Article:
______________________________

BREAKING: Judge Halts Mayor Bloomberg's Taxi Plan

(photo by d-w via Flickr)

(New York, NY -- WNYC) A state supreme court judge has -- at least for now -- brought the city's 5-boro taxi plan to a screeching halt, based on the theory that allowing the state to approve the plan was "an unconstitutional power grab."  The judge acted on a law suit brought by the yellow cab industry.

The plan, set to get underway this month, would have brought street-hail taxi service to northern Manhattan and the outer boros.  The sale of the additional medallions -- essentially, licenses to operate street-hail vehicles -- was to bring over $1 billion to city coffers.  The city has been offering seminars for fleet owners on how to convert outer-boro livery cars to taxis, and even designated a color for the new street hails --"Apple Green."

Supreme Court Judge Arthur Engron, who was a cabbie himself while he was an undergrad at Columbia, wrote in his decision:  “The court has trouble seeing how the provision of taxi service is a matter that can be wrenched from the hands of city government where it has resided for some 75 years. And be handed over to the state.”  He added that the restraining order “seeks to preserve the status quo until a more complete examination of the plaintiffs claim can be made.”

But the city's reaction was swift and scathing.

Corporation Counsel Michael A. Cardozo, NYC's top lawyer, said, "We are deeply disappointed by today's decision.  We think the court was mistaken in its analysis and are exploring our appellate options.  We intend to so do expeditiously, so that we can proceed with this important new initiative.  The program is geared to providing improved transportation options to segments of the City which are now woefully underserved.  In addition, because we are enjoined from issuing additional medallions, we are prevented from proceeding with a program which will provide significant benefits to the disabled and garner the City approximately $1 billion in critically needed revenues."

______________________________

Data extract:

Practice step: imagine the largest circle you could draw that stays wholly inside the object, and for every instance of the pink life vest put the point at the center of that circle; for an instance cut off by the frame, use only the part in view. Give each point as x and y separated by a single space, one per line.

______________________________

Work to complete:
1. Name every person mentioned in the headline or body paragraphs of the taxi ruling article.
2. Take the news article about the judge halting the five-borough taxi plan further, starting after its final paragraph.
The data were gathered from a separate source and are unrelated to the article.

Task-by-task outputs:
1. Mayor Bloomberg, Arthur Engron, Michael A. Cardozo

2.
The medallion industry has bitterly fought the Bloomberg plan, hiring consultants, organizing opposition rallies and threatening to litigate. The industry complained that allowing cars other than yellow taxis to pick up street hails would devalue the billion dollar medallion industry because for more than 80 years only they enjoyed that right.

One of the plaintiffs, the fleet group the Metropolitan Taxicab Board of Trade, is celebrating the Judge’s decision. Spokesman Michael Woloz said “By preventing the Taxi and Limousine Commission from issuing any outer borough street hail permits the court has prevented a trampling of the NY State constitution as well as an economic disaster from taxi owners and drivers who invested their life savings into what they regarded as the American dream—the taxi medallion. "

TLC Commissioner David Yassky called the last minute decision "unfortunate."

“We share the disappointment of the 80% of new Yorkers who live and work outside Manhattan and are waiting for safe, legal and reliable taxi service as well as the thousands of livery drivers who stand ready to provide that service," Yassky said.

The city was poised to start issuing the permits this month. The yellow medallion auction that’s scheduled for July and is estimated to bring in about 1 billion dollars to the city ‘s budget is now also on hold.

 

Here's the ruling:

SUPREME COURT OF THE STATE OF NEW YORK
COUNTY OF NEW YORK: PART 52
--------------------------------------------------------------------x
TAXICAB SERVICE ASSOCIATION, et al.,
Index Number: 102553/12
Plaintiffs,
Oral Argument Date: 5/31/12
- against -
Temporary Restraining Order
THE STATE OF NEW YORK, et al.,

Defendants.
----------------------------------------------------------------x
METROPOLITAN TAXICAB BOARD OF TRADE,
et al.,
Index Number 102472/12
Plaintiffs,
Oral Argument Date: 5/31/12
- against -
Temporary Restraining Order
MICHAEL R. BLOOMBERG, in his official capacity
as Mayor of the City of New York, et al.,

Defendants.
------------------------------------------------------------------x
GREATER NEW YORK TAXI ASSOCIATION
et. al.
Index Number 102783
Plaintiffs,
Oral Argument Date 5/31/12
- against -
Temporary Restraining Order
THE STATE OF NEW YORK, et al.,

Defendants.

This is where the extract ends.